> Aim of the task: Copy the records below verbatim, starting at their first line and continuing up to and including the line with "pixel 14 240".

** begin Records to use **

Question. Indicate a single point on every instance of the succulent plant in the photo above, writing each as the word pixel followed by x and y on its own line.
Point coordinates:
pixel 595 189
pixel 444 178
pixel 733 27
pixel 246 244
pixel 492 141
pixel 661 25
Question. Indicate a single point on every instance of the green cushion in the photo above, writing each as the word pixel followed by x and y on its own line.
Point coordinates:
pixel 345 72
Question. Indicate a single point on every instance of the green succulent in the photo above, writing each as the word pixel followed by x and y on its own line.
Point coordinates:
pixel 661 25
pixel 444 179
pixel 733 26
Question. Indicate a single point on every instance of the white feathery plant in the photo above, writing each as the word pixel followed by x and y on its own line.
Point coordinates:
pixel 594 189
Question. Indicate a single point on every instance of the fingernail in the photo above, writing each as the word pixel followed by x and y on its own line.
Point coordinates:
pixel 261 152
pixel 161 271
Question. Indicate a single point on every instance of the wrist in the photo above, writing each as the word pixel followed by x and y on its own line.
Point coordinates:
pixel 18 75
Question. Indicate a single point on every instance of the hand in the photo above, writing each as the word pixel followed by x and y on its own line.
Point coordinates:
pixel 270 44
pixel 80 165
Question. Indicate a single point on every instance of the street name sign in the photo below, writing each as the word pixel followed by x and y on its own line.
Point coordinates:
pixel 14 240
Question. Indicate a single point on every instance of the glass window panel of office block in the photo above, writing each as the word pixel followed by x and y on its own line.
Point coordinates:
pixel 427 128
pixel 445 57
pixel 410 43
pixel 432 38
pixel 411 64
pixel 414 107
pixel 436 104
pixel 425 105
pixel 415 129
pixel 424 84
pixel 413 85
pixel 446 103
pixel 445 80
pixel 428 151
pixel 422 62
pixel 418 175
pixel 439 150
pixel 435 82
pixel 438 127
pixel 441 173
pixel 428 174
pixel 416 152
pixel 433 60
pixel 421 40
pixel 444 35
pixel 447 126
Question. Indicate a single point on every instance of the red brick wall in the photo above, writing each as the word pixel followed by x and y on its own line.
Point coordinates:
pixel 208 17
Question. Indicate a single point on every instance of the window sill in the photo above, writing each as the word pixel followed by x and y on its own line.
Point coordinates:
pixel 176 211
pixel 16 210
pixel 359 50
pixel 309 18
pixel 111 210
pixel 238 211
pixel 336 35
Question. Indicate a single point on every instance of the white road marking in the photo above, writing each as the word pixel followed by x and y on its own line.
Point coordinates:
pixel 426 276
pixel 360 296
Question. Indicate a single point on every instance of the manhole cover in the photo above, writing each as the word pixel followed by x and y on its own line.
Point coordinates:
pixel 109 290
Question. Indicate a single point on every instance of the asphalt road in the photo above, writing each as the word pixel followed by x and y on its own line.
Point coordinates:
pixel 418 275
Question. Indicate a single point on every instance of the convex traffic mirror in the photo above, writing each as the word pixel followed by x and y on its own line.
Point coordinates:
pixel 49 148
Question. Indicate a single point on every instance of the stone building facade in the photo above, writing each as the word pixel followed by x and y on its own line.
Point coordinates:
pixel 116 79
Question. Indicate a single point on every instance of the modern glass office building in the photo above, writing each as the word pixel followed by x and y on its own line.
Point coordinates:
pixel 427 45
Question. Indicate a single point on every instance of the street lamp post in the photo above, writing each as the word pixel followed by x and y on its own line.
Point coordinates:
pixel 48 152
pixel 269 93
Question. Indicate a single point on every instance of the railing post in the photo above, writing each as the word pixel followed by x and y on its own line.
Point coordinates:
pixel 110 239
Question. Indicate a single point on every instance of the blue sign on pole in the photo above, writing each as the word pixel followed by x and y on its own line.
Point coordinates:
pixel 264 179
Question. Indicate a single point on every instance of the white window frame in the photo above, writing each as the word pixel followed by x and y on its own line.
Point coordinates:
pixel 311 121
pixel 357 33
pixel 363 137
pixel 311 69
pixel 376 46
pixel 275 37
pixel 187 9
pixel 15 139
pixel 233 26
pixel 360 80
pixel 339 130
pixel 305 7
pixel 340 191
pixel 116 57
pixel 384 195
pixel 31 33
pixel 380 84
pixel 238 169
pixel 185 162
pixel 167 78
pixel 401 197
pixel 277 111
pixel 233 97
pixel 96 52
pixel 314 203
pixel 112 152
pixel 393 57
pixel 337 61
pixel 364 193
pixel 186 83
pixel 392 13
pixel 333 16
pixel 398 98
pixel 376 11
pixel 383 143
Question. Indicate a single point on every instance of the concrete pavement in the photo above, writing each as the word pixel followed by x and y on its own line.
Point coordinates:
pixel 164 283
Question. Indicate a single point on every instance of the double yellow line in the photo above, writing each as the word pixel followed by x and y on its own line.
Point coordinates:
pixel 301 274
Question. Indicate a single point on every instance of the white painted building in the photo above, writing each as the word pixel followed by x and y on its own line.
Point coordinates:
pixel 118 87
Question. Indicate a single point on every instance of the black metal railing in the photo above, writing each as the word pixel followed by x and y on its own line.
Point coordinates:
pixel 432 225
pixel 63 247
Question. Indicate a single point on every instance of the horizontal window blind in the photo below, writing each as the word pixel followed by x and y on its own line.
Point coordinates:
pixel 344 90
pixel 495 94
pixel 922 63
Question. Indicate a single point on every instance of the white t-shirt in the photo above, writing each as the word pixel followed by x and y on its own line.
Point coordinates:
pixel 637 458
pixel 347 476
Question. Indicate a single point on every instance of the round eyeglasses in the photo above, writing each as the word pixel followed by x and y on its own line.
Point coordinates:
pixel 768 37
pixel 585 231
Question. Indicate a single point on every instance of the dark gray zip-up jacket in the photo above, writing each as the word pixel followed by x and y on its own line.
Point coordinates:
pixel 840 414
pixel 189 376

** end Records to use **

> Task answer:
Question. Indicate a single point on every instance of the succulent plant in the photo above, writing each as the word pixel followed by x and y on its own line.
Point coordinates:
pixel 595 189
pixel 444 178
pixel 733 27
pixel 246 244
pixel 492 141
pixel 661 25
Question. Indicate a single point on every instance of the green cushion in the photo above, writing each as the word pixel followed by x and y on its own line.
Point coordinates:
pixel 345 72
Question. Indicate a single point on every instance of the green succulent in the photo above, writing each as the word pixel followed by x and y on its own line.
Point coordinates:
pixel 661 25
pixel 444 179
pixel 733 26
Question. Indicate a single point on every instance of the white feathery plant in the photo above, writing each as the word pixel followed by x and y on its own line.
Point coordinates:
pixel 594 189
Question. Indicate a single point on every instance of the fingernail in the photo above, writing each as the word pixel followed by x and y on its own line.
Point coordinates:
pixel 261 152
pixel 161 271
Question. Indicate a single point on every instance of the wrist in the photo above, writing each as the word pixel followed by x and y on its own line.
Point coordinates:
pixel 18 75
Question. Indicate a single point on every instance of the hand in the photo above, writing each as the word pixel followed by x and y on its own line.
Point coordinates:
pixel 270 44
pixel 80 165
Question. Indicate a single point on every instance of the street name sign in the photo below, writing each as the word pixel followed by x and y on its own line.
Point coordinates:
pixel 14 240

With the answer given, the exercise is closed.